Show each line below that contains the string "bird".
═════ Records provided
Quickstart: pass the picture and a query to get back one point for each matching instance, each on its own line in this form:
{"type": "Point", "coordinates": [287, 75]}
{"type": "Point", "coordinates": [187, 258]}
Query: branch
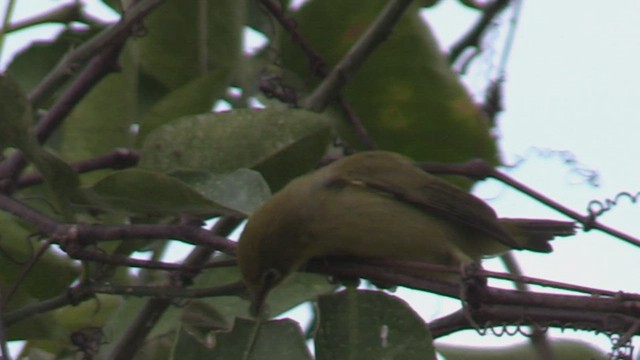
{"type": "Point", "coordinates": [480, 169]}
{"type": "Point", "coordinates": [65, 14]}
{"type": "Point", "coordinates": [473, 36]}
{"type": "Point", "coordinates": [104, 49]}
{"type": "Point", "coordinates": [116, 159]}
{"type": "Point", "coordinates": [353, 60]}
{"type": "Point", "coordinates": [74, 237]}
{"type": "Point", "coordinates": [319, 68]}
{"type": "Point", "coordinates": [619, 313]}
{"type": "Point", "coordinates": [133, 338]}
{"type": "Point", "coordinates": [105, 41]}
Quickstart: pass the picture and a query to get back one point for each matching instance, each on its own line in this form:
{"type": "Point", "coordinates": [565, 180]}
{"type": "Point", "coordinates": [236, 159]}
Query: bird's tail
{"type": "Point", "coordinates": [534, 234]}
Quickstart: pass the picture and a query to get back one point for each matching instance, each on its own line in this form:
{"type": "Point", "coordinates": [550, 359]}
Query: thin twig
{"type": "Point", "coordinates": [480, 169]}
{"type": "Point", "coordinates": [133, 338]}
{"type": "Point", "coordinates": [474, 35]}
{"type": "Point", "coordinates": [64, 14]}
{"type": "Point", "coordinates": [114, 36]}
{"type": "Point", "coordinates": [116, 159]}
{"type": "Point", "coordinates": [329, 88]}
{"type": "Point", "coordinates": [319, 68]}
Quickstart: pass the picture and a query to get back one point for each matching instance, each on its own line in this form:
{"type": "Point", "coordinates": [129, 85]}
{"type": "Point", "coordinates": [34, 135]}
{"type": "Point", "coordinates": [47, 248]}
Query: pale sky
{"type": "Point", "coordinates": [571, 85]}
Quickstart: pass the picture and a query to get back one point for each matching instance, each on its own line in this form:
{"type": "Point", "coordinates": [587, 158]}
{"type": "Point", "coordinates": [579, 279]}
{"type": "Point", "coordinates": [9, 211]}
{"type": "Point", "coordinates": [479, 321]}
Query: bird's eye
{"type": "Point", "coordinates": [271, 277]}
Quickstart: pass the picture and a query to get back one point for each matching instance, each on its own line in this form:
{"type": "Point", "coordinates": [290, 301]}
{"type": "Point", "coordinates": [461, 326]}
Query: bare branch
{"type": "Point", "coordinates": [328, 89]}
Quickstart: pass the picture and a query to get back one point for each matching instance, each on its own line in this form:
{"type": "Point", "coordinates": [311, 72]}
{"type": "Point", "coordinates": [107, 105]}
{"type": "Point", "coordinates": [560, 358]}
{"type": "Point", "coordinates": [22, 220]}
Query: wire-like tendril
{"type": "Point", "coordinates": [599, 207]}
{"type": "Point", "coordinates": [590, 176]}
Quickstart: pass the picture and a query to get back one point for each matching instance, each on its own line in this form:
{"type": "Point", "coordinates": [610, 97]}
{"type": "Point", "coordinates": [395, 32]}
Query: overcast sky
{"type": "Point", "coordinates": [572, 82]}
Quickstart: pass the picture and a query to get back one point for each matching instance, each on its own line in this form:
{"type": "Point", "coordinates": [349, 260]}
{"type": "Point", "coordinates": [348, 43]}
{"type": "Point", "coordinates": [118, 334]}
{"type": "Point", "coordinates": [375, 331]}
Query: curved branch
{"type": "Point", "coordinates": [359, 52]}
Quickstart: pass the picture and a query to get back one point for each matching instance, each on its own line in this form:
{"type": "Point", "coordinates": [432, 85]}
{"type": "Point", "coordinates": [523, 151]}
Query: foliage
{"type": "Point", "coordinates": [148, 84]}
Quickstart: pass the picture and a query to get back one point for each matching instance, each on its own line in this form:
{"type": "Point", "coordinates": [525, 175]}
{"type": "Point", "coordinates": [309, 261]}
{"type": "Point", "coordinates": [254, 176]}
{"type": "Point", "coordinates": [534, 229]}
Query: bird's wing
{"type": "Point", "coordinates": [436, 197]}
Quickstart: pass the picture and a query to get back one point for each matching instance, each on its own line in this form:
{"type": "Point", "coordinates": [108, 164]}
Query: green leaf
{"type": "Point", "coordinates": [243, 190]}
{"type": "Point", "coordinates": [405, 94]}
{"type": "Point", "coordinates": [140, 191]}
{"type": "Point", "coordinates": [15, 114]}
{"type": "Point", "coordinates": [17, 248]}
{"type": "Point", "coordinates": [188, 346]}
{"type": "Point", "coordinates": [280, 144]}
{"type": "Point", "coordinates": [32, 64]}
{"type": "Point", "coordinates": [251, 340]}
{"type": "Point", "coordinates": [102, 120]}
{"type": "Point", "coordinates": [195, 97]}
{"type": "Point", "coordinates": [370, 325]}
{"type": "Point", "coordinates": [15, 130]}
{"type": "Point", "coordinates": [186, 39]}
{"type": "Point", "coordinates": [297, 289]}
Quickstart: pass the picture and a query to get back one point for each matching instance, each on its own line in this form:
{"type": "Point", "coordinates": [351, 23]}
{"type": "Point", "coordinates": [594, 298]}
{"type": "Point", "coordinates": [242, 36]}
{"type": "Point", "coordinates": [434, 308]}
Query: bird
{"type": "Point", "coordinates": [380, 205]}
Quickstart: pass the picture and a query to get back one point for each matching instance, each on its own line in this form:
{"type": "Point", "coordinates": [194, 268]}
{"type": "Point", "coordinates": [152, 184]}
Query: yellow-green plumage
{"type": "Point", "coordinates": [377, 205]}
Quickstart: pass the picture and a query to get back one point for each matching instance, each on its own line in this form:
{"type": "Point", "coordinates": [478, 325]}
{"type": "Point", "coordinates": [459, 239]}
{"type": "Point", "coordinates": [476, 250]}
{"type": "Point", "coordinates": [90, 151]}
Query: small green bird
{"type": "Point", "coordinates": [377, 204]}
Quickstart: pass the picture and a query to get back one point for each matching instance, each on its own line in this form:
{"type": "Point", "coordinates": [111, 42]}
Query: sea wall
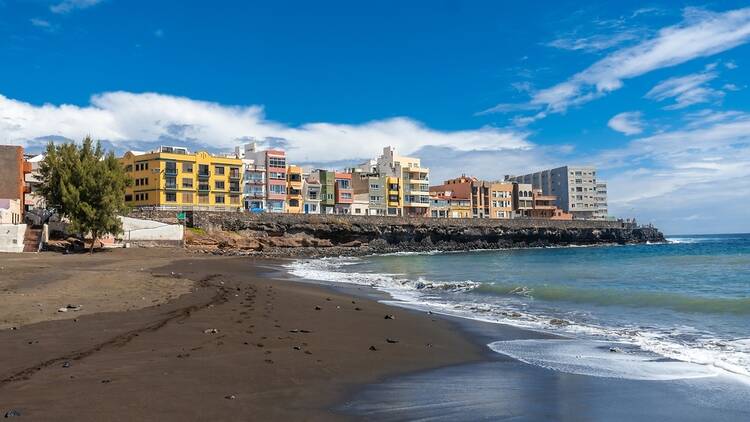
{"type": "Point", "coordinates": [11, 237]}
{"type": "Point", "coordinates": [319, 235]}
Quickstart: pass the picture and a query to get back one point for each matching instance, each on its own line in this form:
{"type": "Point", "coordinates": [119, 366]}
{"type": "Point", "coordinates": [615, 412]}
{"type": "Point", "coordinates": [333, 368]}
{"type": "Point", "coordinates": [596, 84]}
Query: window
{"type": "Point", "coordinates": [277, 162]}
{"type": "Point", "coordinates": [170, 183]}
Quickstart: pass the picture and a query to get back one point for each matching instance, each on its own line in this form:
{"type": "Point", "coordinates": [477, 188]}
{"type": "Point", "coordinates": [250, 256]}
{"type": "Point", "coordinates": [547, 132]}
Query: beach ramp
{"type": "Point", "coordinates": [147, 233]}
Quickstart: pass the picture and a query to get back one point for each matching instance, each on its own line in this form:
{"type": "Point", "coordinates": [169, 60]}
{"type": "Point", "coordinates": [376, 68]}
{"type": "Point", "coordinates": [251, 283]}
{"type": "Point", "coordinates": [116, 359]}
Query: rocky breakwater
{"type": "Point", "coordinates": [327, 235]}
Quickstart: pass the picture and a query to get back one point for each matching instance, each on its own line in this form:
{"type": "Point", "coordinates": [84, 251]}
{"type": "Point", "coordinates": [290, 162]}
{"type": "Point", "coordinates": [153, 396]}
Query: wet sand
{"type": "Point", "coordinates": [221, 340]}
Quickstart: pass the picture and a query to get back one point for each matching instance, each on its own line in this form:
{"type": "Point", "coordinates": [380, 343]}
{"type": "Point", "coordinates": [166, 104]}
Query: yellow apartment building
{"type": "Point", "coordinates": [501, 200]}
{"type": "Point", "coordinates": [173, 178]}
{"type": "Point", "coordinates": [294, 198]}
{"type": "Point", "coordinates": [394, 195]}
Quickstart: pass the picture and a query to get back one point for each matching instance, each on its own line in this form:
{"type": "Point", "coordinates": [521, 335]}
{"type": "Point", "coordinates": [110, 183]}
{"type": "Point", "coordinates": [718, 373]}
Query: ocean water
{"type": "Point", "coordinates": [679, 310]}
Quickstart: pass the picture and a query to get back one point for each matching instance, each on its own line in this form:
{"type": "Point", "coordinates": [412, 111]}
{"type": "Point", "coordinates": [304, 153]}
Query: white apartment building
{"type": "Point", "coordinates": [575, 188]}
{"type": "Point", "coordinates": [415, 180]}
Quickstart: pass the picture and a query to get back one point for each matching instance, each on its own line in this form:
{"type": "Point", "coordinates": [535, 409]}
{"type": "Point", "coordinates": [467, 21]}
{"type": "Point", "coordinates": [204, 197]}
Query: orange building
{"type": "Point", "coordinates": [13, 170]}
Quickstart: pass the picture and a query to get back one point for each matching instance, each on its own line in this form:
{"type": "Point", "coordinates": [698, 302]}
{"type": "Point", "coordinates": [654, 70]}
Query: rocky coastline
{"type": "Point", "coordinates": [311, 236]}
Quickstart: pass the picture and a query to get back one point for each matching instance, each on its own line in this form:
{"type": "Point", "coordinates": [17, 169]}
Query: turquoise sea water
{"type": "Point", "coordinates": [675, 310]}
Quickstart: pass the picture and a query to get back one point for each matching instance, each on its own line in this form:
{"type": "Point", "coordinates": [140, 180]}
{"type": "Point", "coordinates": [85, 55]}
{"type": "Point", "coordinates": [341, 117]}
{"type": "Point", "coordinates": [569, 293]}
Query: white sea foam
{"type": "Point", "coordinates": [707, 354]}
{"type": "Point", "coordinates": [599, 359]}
══════════
# Result
Query: bird's tail
Query: bird's eye
Query: bird's wing
Query: bird
Query: small green bird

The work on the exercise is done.